### EXTRACTED INFORMATION
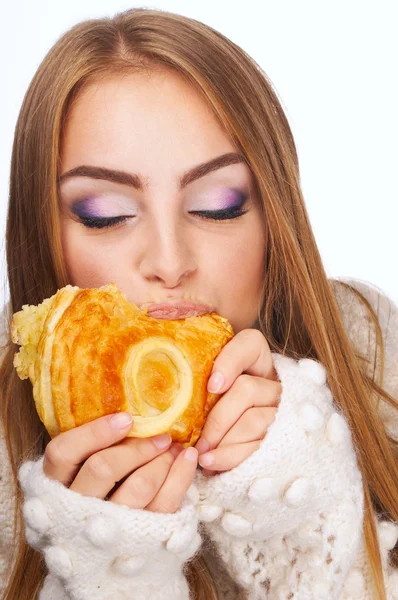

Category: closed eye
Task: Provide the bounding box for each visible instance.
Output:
[78,208,250,229]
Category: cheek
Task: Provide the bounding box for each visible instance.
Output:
[208,232,265,333]
[61,223,120,288]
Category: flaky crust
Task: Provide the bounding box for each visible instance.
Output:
[11,284,234,446]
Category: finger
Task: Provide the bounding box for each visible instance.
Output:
[43,412,133,485]
[195,375,282,453]
[70,434,171,499]
[207,329,278,394]
[199,440,261,471]
[146,447,198,513]
[109,448,177,508]
[217,406,278,448]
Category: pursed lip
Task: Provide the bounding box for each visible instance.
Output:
[140,300,215,319]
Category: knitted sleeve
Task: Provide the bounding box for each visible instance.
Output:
[196,354,395,600]
[196,280,398,600]
[19,457,201,600]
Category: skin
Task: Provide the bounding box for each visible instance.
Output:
[60,73,265,333]
[44,72,281,512]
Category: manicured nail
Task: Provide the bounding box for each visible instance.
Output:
[169,442,184,458]
[199,454,214,467]
[152,433,171,450]
[195,438,210,454]
[207,371,225,394]
[110,412,133,429]
[184,446,198,462]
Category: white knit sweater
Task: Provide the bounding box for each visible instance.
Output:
[0,280,398,600]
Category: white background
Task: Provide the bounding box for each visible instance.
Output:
[0,0,398,306]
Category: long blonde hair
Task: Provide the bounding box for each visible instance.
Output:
[0,8,398,600]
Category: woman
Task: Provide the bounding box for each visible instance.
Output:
[1,9,398,600]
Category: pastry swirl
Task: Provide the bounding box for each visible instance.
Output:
[11,283,234,446]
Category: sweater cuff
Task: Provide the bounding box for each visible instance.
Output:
[19,456,201,600]
[195,353,363,540]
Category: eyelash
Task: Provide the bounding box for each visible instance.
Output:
[79,208,249,229]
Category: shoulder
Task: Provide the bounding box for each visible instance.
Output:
[331,278,398,440]
[330,277,398,362]
[330,277,398,337]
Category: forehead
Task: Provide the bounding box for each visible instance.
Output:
[61,71,236,173]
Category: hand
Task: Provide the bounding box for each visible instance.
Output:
[195,329,282,475]
[43,413,198,513]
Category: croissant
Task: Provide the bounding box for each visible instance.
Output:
[11,283,234,447]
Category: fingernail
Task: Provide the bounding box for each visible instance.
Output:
[207,371,225,394]
[110,412,133,429]
[195,438,210,454]
[170,444,184,458]
[184,446,198,462]
[152,433,171,450]
[199,454,214,467]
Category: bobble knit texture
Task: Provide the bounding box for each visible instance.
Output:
[19,457,201,600]
[0,282,398,600]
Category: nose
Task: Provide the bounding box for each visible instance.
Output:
[140,223,196,288]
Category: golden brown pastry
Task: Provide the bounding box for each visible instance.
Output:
[11,283,234,446]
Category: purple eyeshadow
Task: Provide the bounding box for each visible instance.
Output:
[72,198,102,219]
[210,188,247,210]
[71,188,247,219]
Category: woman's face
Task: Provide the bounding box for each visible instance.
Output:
[60,72,265,333]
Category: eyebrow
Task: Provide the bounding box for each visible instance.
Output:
[58,152,246,191]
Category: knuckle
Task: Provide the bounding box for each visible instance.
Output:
[128,474,157,502]
[235,373,253,397]
[250,408,270,429]
[152,496,180,513]
[44,436,67,468]
[203,413,224,434]
[85,452,113,481]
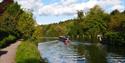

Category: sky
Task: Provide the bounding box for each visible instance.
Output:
[14,0,125,24]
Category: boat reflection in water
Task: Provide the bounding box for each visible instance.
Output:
[38,40,125,63]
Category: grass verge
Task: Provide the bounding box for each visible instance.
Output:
[16,41,44,63]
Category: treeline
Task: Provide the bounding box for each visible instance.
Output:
[42,5,125,45]
[0,0,42,48]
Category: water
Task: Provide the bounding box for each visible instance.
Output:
[38,40,125,63]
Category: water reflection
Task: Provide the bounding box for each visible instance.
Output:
[75,44,107,63]
[38,41,125,63]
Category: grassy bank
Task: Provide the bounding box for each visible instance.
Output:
[16,41,44,63]
[0,35,17,48]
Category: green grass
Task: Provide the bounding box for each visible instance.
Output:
[16,41,44,63]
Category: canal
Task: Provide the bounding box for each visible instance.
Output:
[38,40,125,63]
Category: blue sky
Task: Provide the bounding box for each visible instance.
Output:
[15,0,125,24]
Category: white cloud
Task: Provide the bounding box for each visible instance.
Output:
[15,0,124,15]
[111,5,125,12]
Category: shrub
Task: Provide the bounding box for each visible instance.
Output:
[0,35,16,48]
[16,41,43,63]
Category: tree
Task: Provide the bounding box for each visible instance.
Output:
[17,12,35,39]
[32,26,43,42]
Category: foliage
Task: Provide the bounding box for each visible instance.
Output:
[17,12,35,39]
[32,26,43,44]
[16,41,45,63]
[0,35,16,48]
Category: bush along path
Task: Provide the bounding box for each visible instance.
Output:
[0,40,21,63]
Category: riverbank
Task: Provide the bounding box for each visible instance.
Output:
[16,41,45,63]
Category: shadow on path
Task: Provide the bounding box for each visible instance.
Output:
[0,51,8,56]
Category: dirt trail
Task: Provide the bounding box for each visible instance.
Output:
[0,41,21,63]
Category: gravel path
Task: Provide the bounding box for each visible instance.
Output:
[0,41,21,63]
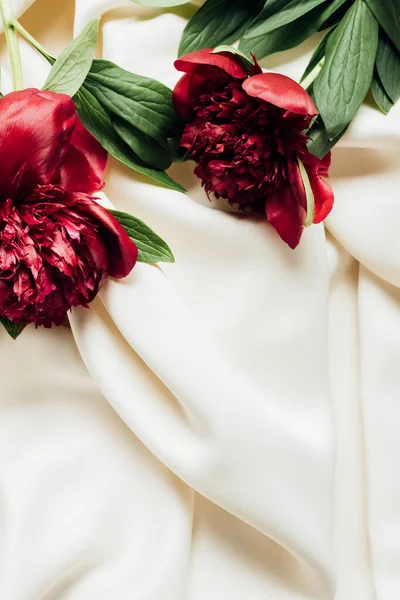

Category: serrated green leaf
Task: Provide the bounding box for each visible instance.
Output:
[43,19,100,96]
[300,28,335,83]
[314,0,379,139]
[371,70,394,115]
[212,44,254,75]
[244,0,327,39]
[307,118,347,158]
[132,0,190,8]
[318,0,354,31]
[365,0,400,52]
[112,118,172,171]
[85,60,181,143]
[178,0,264,56]
[74,86,186,193]
[375,33,400,102]
[110,210,175,263]
[0,317,26,340]
[239,0,344,60]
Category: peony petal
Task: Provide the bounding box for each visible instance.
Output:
[75,198,138,279]
[0,89,77,200]
[306,166,334,223]
[265,161,307,249]
[174,48,247,79]
[242,73,318,116]
[52,119,107,194]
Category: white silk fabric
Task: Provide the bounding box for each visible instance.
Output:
[0,0,400,600]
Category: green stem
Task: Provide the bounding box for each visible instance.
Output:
[0,0,24,90]
[300,56,325,90]
[10,19,55,64]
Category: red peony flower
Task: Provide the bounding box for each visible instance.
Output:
[0,89,137,327]
[174,49,333,248]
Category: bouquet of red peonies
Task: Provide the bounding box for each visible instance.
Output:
[0,12,177,338]
[0,0,400,337]
[174,48,333,248]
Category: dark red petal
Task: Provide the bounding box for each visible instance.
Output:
[250,53,262,75]
[0,89,77,200]
[172,73,207,120]
[265,161,307,249]
[76,199,138,278]
[242,73,318,116]
[174,48,247,79]
[52,119,107,194]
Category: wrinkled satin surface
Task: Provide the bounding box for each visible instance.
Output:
[0,0,400,600]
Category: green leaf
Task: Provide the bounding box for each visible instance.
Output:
[239,0,344,60]
[0,317,26,340]
[375,33,400,102]
[212,45,254,75]
[43,19,100,96]
[110,210,175,263]
[307,118,347,158]
[318,0,354,31]
[314,0,379,139]
[112,118,172,171]
[365,0,400,52]
[132,0,190,8]
[178,0,264,56]
[244,0,327,39]
[85,60,181,142]
[371,70,394,115]
[74,86,186,193]
[300,28,335,83]
[297,157,315,227]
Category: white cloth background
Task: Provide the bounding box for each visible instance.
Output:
[0,0,400,600]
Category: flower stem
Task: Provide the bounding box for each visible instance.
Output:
[10,19,55,64]
[300,56,325,90]
[0,0,24,90]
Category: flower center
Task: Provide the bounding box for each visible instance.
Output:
[181,81,310,210]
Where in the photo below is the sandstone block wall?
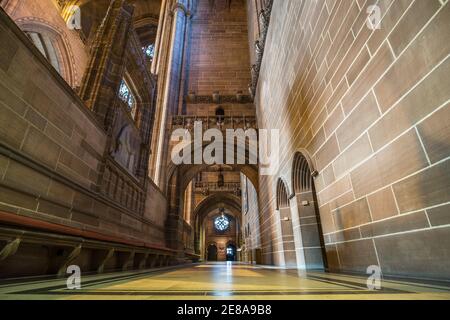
[257,0,450,278]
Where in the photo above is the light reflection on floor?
[0,263,450,300]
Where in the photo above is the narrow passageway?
[0,262,450,300]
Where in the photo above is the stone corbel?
[0,238,22,261]
[58,244,82,277]
[122,251,136,271]
[138,253,149,270]
[150,254,159,268]
[170,2,192,17]
[97,249,115,273]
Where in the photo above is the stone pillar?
[80,0,134,131]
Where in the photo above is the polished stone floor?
[0,263,450,300]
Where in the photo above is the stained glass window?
[142,44,155,60]
[214,216,230,231]
[119,80,136,117]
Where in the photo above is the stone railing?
[171,115,258,131]
[194,182,241,196]
[101,159,146,216]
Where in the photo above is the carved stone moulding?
[185,92,253,104]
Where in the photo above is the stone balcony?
[171,115,258,131]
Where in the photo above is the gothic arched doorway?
[207,243,217,261]
[227,243,237,261]
[292,152,327,269]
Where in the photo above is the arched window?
[25,31,61,74]
[277,178,289,209]
[214,215,230,232]
[119,80,136,119]
[142,44,155,60]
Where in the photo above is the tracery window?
[25,31,61,74]
[119,80,136,118]
[142,44,155,60]
[214,215,230,232]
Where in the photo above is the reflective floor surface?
[0,263,450,300]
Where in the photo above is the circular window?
[214,216,230,231]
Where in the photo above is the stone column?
[80,0,134,131]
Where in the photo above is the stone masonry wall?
[257,0,450,278]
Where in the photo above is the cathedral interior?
[0,0,450,300]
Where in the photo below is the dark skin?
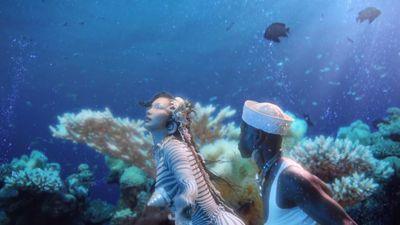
[239,121,356,225]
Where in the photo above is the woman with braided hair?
[141,92,244,225]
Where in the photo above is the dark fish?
[388,134,400,142]
[372,119,389,129]
[264,23,289,43]
[225,22,235,31]
[356,7,381,23]
[303,113,314,127]
[236,200,255,214]
[346,37,354,44]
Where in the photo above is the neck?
[151,130,168,145]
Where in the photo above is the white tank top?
[264,159,317,225]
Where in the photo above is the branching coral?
[66,164,94,198]
[0,151,113,225]
[50,108,154,174]
[328,172,379,206]
[285,136,393,207]
[337,107,400,159]
[4,168,63,193]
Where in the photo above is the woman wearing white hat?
[239,101,356,225]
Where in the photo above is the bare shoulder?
[279,158,331,199]
[279,161,323,192]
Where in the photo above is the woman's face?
[144,97,171,131]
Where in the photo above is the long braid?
[171,97,235,214]
[178,126,235,214]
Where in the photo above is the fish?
[356,7,381,23]
[387,134,400,142]
[225,21,235,31]
[346,37,354,44]
[303,113,315,127]
[371,119,389,129]
[264,22,289,43]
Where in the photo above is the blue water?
[0,0,400,206]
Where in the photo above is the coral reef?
[102,156,155,225]
[337,107,400,159]
[285,136,393,206]
[50,108,154,174]
[4,168,63,193]
[50,103,262,224]
[0,151,113,225]
[66,164,94,198]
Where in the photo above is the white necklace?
[256,152,281,197]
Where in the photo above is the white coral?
[285,136,394,207]
[328,173,379,205]
[50,108,154,174]
[4,168,63,193]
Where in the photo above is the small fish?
[346,37,354,44]
[356,7,381,23]
[264,23,289,43]
[225,21,235,31]
[372,119,389,129]
[388,134,400,142]
[303,113,315,127]
[236,200,255,213]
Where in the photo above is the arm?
[281,166,356,225]
[165,140,198,222]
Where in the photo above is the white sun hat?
[242,100,293,135]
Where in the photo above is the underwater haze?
[0,0,400,225]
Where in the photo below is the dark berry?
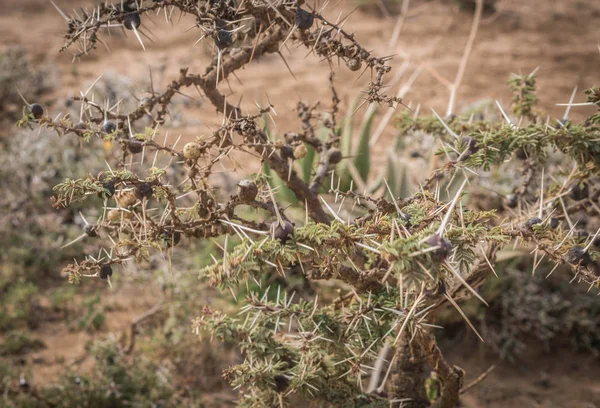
[525,217,542,230]
[576,229,590,241]
[30,103,44,119]
[565,246,592,266]
[427,234,452,262]
[506,194,519,208]
[127,137,144,154]
[569,183,590,201]
[238,180,258,203]
[271,221,294,245]
[98,180,115,198]
[296,8,315,30]
[123,13,142,30]
[327,149,343,164]
[102,120,117,134]
[135,183,152,200]
[280,145,294,160]
[461,136,479,154]
[214,28,233,50]
[273,374,290,394]
[99,264,112,280]
[83,224,98,238]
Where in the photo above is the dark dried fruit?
[506,194,519,208]
[123,13,142,30]
[327,149,343,164]
[99,264,112,280]
[273,374,290,394]
[565,246,592,266]
[213,28,233,50]
[525,217,542,230]
[296,8,315,30]
[83,224,98,238]
[29,103,44,119]
[569,182,590,201]
[135,183,152,200]
[280,145,294,160]
[238,180,258,203]
[271,221,294,245]
[127,137,144,154]
[102,120,117,134]
[427,234,452,262]
[346,58,362,71]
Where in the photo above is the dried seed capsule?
[271,221,294,245]
[102,120,117,134]
[29,103,44,119]
[123,13,142,30]
[135,183,152,200]
[427,234,452,262]
[280,145,294,160]
[577,229,590,242]
[296,8,315,30]
[569,182,590,201]
[99,264,112,280]
[127,137,144,154]
[327,148,343,164]
[213,28,233,50]
[116,190,137,208]
[525,217,542,230]
[461,136,479,154]
[565,246,592,266]
[506,194,519,208]
[238,180,258,203]
[98,180,115,198]
[83,224,98,238]
[346,58,362,71]
[273,374,290,394]
[294,143,308,160]
[183,142,202,161]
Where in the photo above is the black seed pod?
[123,13,142,30]
[98,180,115,198]
[569,182,590,201]
[83,224,98,238]
[213,28,233,50]
[280,145,294,160]
[99,264,112,280]
[461,136,479,154]
[29,103,44,119]
[238,180,258,203]
[102,120,117,134]
[271,221,294,245]
[346,58,362,71]
[160,231,181,247]
[506,194,519,208]
[576,229,590,241]
[525,217,542,230]
[427,234,452,262]
[327,149,343,164]
[565,246,592,266]
[127,137,144,154]
[296,8,315,30]
[135,183,152,200]
[273,374,290,394]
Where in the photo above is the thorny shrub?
[19,0,600,407]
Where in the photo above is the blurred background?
[0,0,600,407]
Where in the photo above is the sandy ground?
[0,0,600,407]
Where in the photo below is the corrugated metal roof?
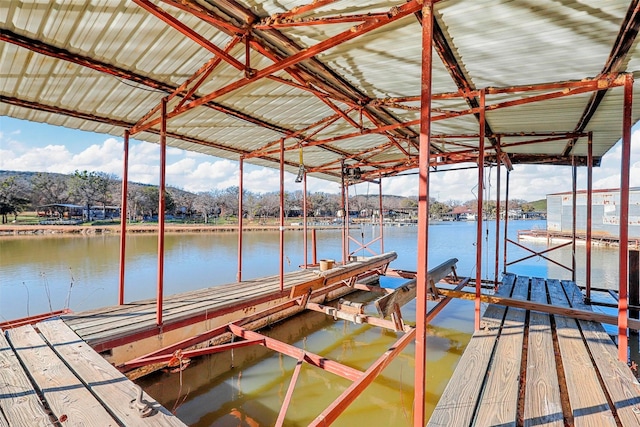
[0,0,640,180]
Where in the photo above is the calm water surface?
[0,221,618,426]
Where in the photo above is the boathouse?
[547,187,640,240]
[0,0,640,427]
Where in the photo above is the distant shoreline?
[0,223,341,237]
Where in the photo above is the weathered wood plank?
[7,325,118,427]
[36,320,184,427]
[427,275,515,427]
[547,279,616,427]
[562,281,640,427]
[524,277,564,427]
[0,330,52,426]
[475,277,529,427]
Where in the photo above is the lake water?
[0,221,618,426]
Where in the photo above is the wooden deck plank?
[547,279,616,427]
[427,275,515,427]
[7,325,118,427]
[63,252,397,345]
[0,330,52,426]
[562,281,640,427]
[37,320,185,427]
[524,278,564,427]
[475,277,529,427]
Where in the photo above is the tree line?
[0,170,540,224]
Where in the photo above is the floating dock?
[62,252,397,372]
[0,319,185,427]
[428,274,640,427]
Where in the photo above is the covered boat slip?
[428,274,640,426]
[0,319,185,427]
[63,252,397,365]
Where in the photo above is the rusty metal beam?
[562,0,640,156]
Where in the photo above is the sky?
[0,116,640,202]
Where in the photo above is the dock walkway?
[428,274,640,427]
[0,319,185,427]
[62,252,397,365]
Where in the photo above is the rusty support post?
[340,159,347,265]
[413,0,434,427]
[280,138,284,291]
[118,129,129,305]
[237,156,244,282]
[502,169,511,274]
[311,228,318,265]
[344,182,351,262]
[493,151,506,286]
[618,74,633,363]
[474,90,486,331]
[378,174,384,254]
[571,156,578,282]
[629,249,640,320]
[156,97,167,326]
[585,132,593,302]
[302,171,309,268]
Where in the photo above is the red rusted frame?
[237,157,242,284]
[378,174,384,254]
[130,0,420,131]
[0,308,71,330]
[507,239,572,271]
[416,0,434,427]
[156,97,167,326]
[253,13,388,30]
[160,0,242,34]
[118,130,129,305]
[618,74,633,363]
[309,329,416,427]
[474,91,486,331]
[257,0,338,25]
[279,139,284,291]
[585,132,593,301]
[133,0,245,71]
[493,152,500,287]
[571,156,578,282]
[502,169,511,274]
[126,339,264,369]
[229,325,362,381]
[275,352,305,427]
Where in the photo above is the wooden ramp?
[62,252,397,354]
[0,320,185,427]
[428,274,640,427]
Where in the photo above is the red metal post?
[413,0,433,427]
[156,98,167,326]
[343,182,351,264]
[378,174,384,254]
[585,132,593,301]
[238,156,244,282]
[118,130,129,305]
[302,171,309,268]
[311,228,318,265]
[474,90,485,331]
[502,169,511,274]
[493,152,500,286]
[340,159,348,265]
[280,138,284,291]
[618,74,633,363]
[571,156,578,282]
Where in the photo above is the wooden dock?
[0,320,185,427]
[62,252,397,365]
[428,275,640,427]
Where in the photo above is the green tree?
[0,176,30,224]
[69,170,109,221]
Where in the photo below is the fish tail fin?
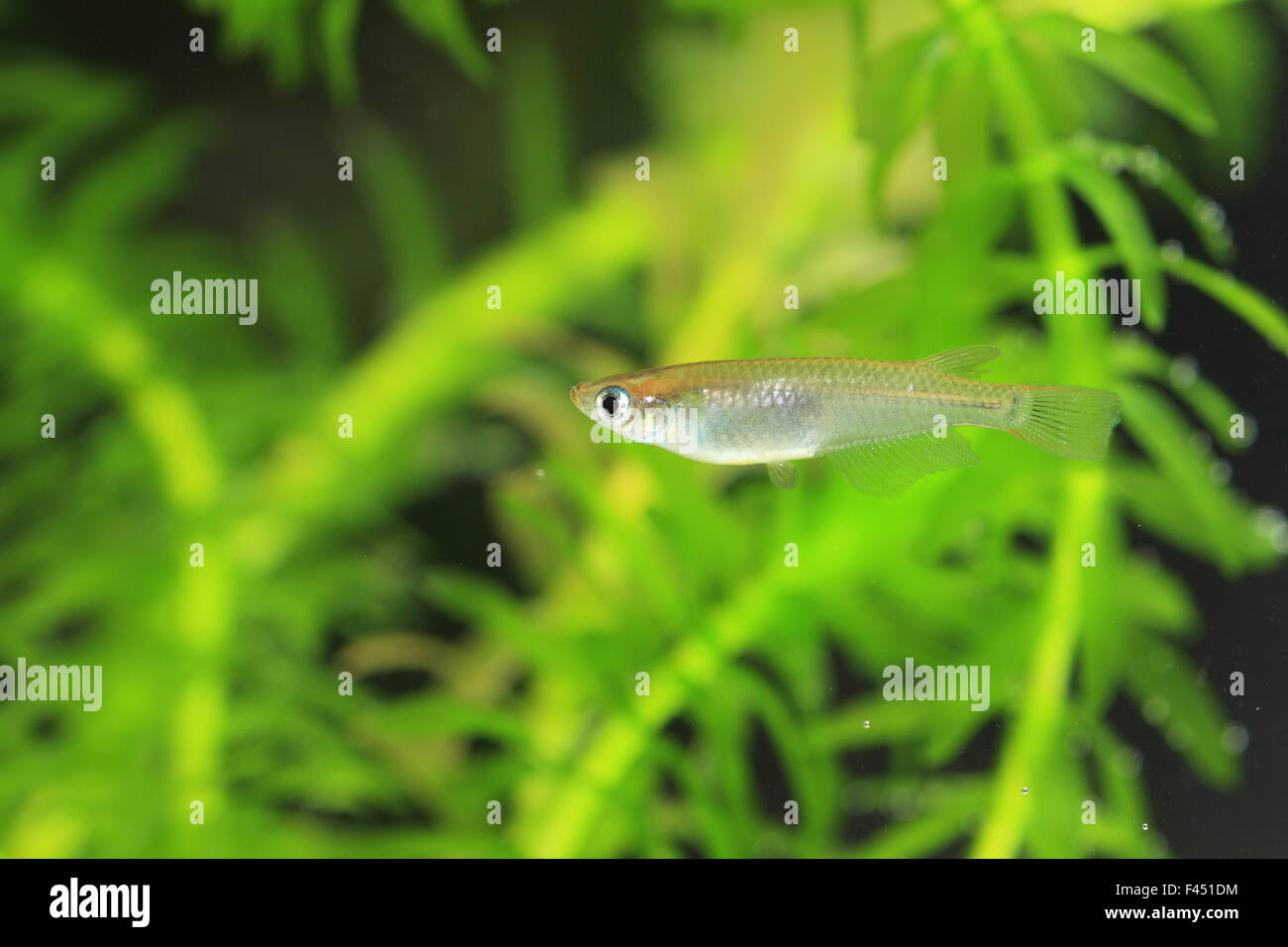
[1010,385,1122,460]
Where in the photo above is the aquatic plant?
[0,0,1288,857]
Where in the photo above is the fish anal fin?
[921,346,1002,377]
[827,430,979,496]
[765,460,799,489]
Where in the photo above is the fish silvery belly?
[571,346,1121,494]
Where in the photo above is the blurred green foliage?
[0,0,1288,857]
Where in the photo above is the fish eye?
[595,385,631,419]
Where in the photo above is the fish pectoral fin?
[827,429,979,496]
[765,460,800,489]
[921,346,1002,377]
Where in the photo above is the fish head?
[570,371,690,453]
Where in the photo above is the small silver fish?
[571,346,1121,494]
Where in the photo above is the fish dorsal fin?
[765,460,798,489]
[921,346,1002,377]
[827,429,979,496]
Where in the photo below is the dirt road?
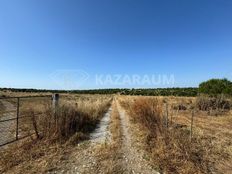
[51,100,157,174]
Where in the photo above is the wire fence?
[0,95,53,147]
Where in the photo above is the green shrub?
[199,79,232,97]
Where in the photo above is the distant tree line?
[0,88,198,96]
[0,79,232,97]
[199,79,232,97]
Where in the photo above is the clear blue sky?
[0,0,232,89]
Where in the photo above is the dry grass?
[118,97,230,173]
[0,96,111,173]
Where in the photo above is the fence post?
[190,110,194,141]
[52,94,59,113]
[166,103,168,128]
[16,97,20,140]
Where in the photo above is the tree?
[199,79,232,96]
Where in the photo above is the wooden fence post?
[52,94,59,114]
[166,103,168,128]
[16,97,20,140]
[190,111,194,141]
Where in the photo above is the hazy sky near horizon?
[0,0,232,89]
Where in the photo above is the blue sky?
[0,0,232,89]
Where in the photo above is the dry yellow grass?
[118,97,232,173]
[0,96,111,173]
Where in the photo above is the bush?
[196,95,231,111]
[199,79,232,97]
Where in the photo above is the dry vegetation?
[0,95,111,173]
[118,97,232,173]
[0,95,232,174]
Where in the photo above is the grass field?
[0,94,232,174]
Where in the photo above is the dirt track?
[49,100,157,174]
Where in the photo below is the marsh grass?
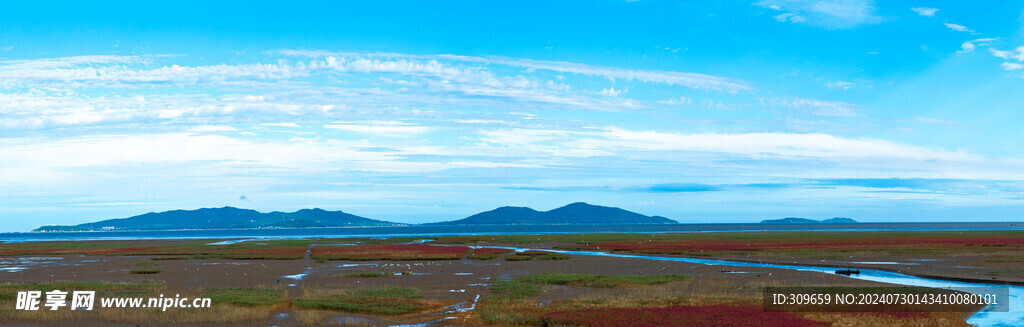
[202,287,285,306]
[344,273,394,278]
[514,273,690,288]
[0,280,164,322]
[292,288,434,316]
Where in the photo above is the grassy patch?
[537,252,572,260]
[203,288,285,306]
[0,280,164,308]
[132,262,160,267]
[311,244,471,260]
[466,248,512,260]
[514,274,689,288]
[490,281,544,298]
[544,305,829,327]
[505,254,534,261]
[345,273,394,278]
[293,288,431,315]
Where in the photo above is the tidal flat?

### THE REQUEST
Substitute "plait" for "braid" in the lines starting with the line containing "Where in the photo above is the woman's face?" and going on through the line containing "[178,126,235,214]", and give those lines again with nothing else changed.

### FULL OUTPUT
Where in the photo above is the woman's face?
[144,97,171,131]
Where in the photo above is the long plait?
[171,97,235,214]
[178,126,235,214]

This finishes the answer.